= Joseph Hawley (captain) =

Town clerk of Stratford, Connecticut

Joseph Hawley (c. 1603–20 May 1690), was born in Parwich, Derbyshire, England, was the first of the Hawley name to come to America in 1629/30. He settled at Stratford, Connecticut, by 1650, becoming the town's first town clerk or record keeper, tavern (ordinary) keeper and a shipbuilder.

==Surname==

Coat of Arms of Joseph Hawley

The surname of Hawley is one of locality origin, meaning; the one who dwells by the hedged meadow. The Hawley family is of ancient and noble descent, a Lord Hawley being a peer in the reign of King Charles I of England, and members of this family were long seated in the counties of Dorset, Somerset and Derby in England.

The Hawleys were very prominent in the early history of the Colony of Connecticut covering a period of eighty years, members of the family had been seventy times elected to the assembly. They were among the wealthy families of Connecticut and a familiar phrase among the people of Bridgeport, Connecticut, used to be: as rich as the Hawleys.

==Biography==
The Hawley Record of 1890 states that Joseph arrived in Boston, Massachusetts, around 1629 or 1630. His brother, Thomas, settled in Roxbury where he had received a land grant in 1639. Hawley married Katharine Birdsey in 1640 and raised eight children in Stratford; Samuel, Joseph Jr., Elizabeth, Ebenezer, Hannah, Ephraim, John and Mary. His daughter Mary married John Coe, the grandson of Robert Coe, who had founded Stamford and several other towns in the colonies. As time passed he became a large landowner and in 1671, stood to be the second highest on the tax list of Stratford. A modest estimate of his holdings would be that he owned 4–5,000 acres. He owned much land in what is now the central business section of Bridgeport.

• [Stated problem 1] Reproduce the passage on Joseph Hawley from "Joseph Hawley (c." up to and including "and a shipbuilder.".
• [Stated problem 2] Write the next part of the passage on Joseph Hawley, picking up right after its final sentence.

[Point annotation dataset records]

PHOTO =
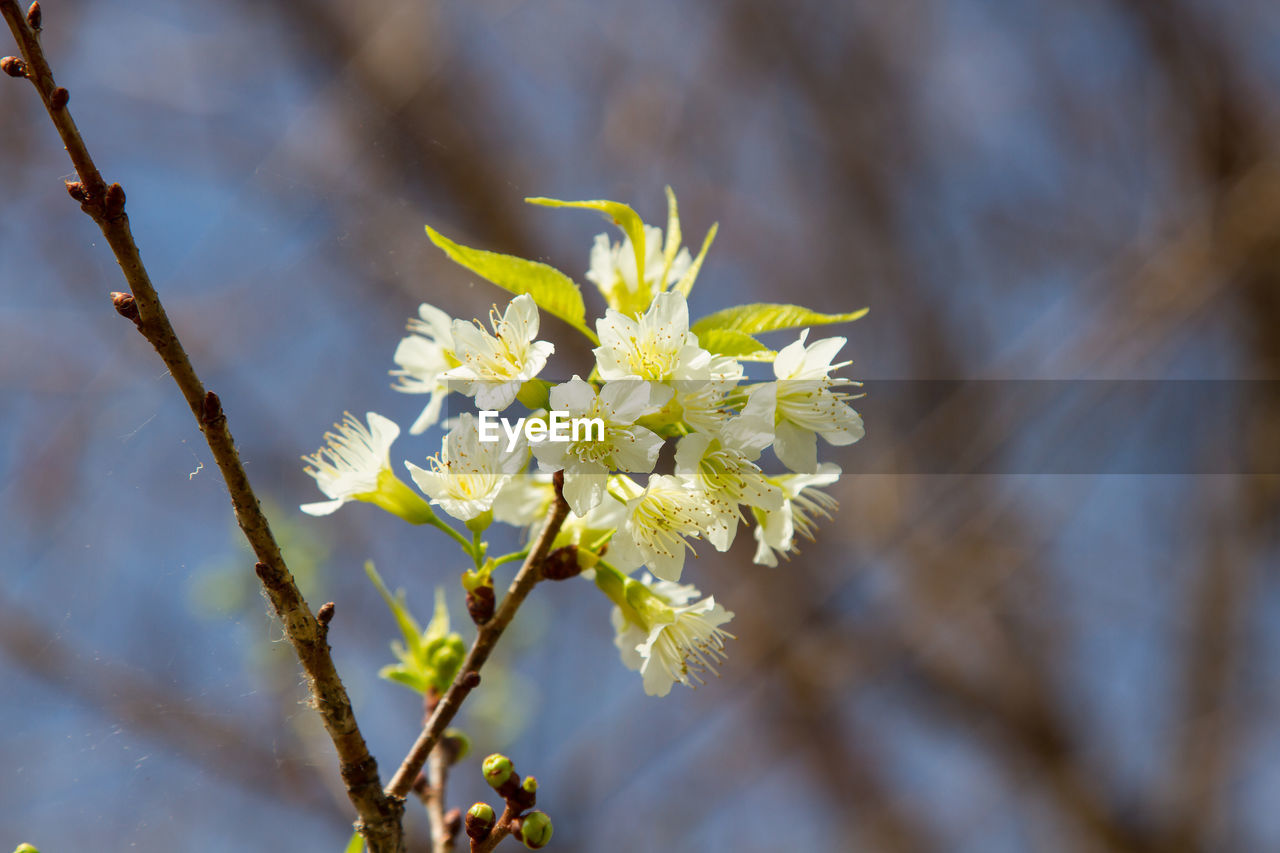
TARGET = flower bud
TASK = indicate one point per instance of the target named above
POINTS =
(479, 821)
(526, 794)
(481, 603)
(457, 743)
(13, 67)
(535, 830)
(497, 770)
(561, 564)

---

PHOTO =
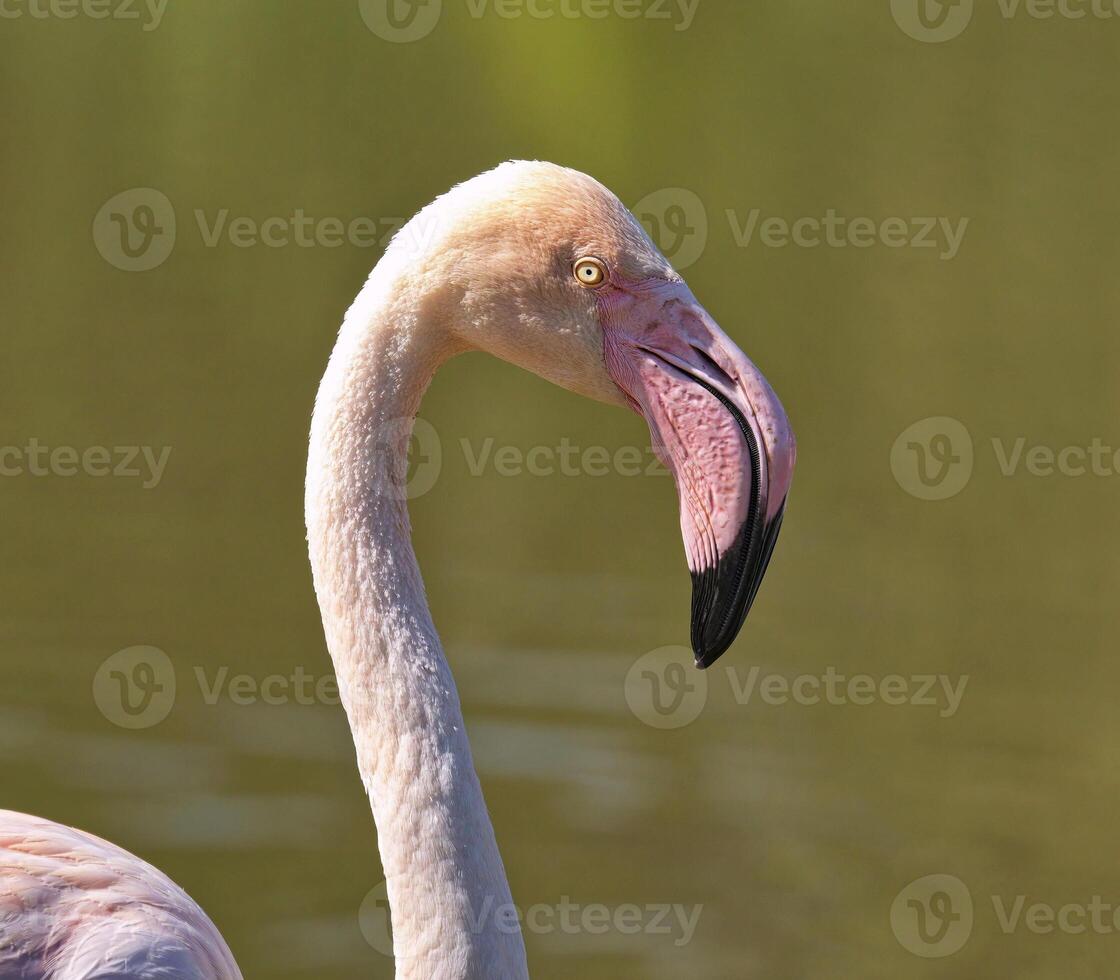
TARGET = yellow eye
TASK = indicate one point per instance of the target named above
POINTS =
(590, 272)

• [Final result 1]
Joseph Hawley (c. 1603–20 May 1690), was born in Parwich, Derbyshire, England, was the first of the Hawley name to come to America in 1629/30. He settled at Stratford, Connecticut, by 1650, becoming the town's first town clerk or record keeper, tavern (ordinary) keeper and a shipbuilder.

• [Final result 2]
===Public service===
Hawley was one of the original proprietors of Stratford being listed second after Captain William Curtiss in the town patent of 1683. He became the town's first clerk in 1650, and served in that capacity until 1666. He used a peculiar handwriting style that used French capital letters and an abbreviated combination of small letters. This style was exactly like used in all public documents found in the state books of London, England at the time. He was well educated and may have worked for the state department in England prior to coming to America. He was first elected as Deputy on 20 May 1658, by the General Court of the Colony of Connecticut at Hartford under then Governor Thomas Welles. He also served as treasurer, justice of the peace and was elected ordinary, or tavern keeper, on 29 December 1675. He represented Stratford as a deputy, or representative, in the legislature at the Connecticut Colony every year from 1658 to 1687. His name appears in the deed that purchased a vast amount of land from the Golden Hill Paugussett Indian Nation on 22 April 1662 which comprised most of the nearby towns of Trumbull, Monroe and Shelton.

===Derby===
Hawley's purchase of land from the Indians that comprises the present-day town of Derby, Connecticut, caused much controversy at the time. Hawley was later court ordered to transfer the land to the town of Derby. His entire family had to sign off on the transfer of land on 28 March 1690.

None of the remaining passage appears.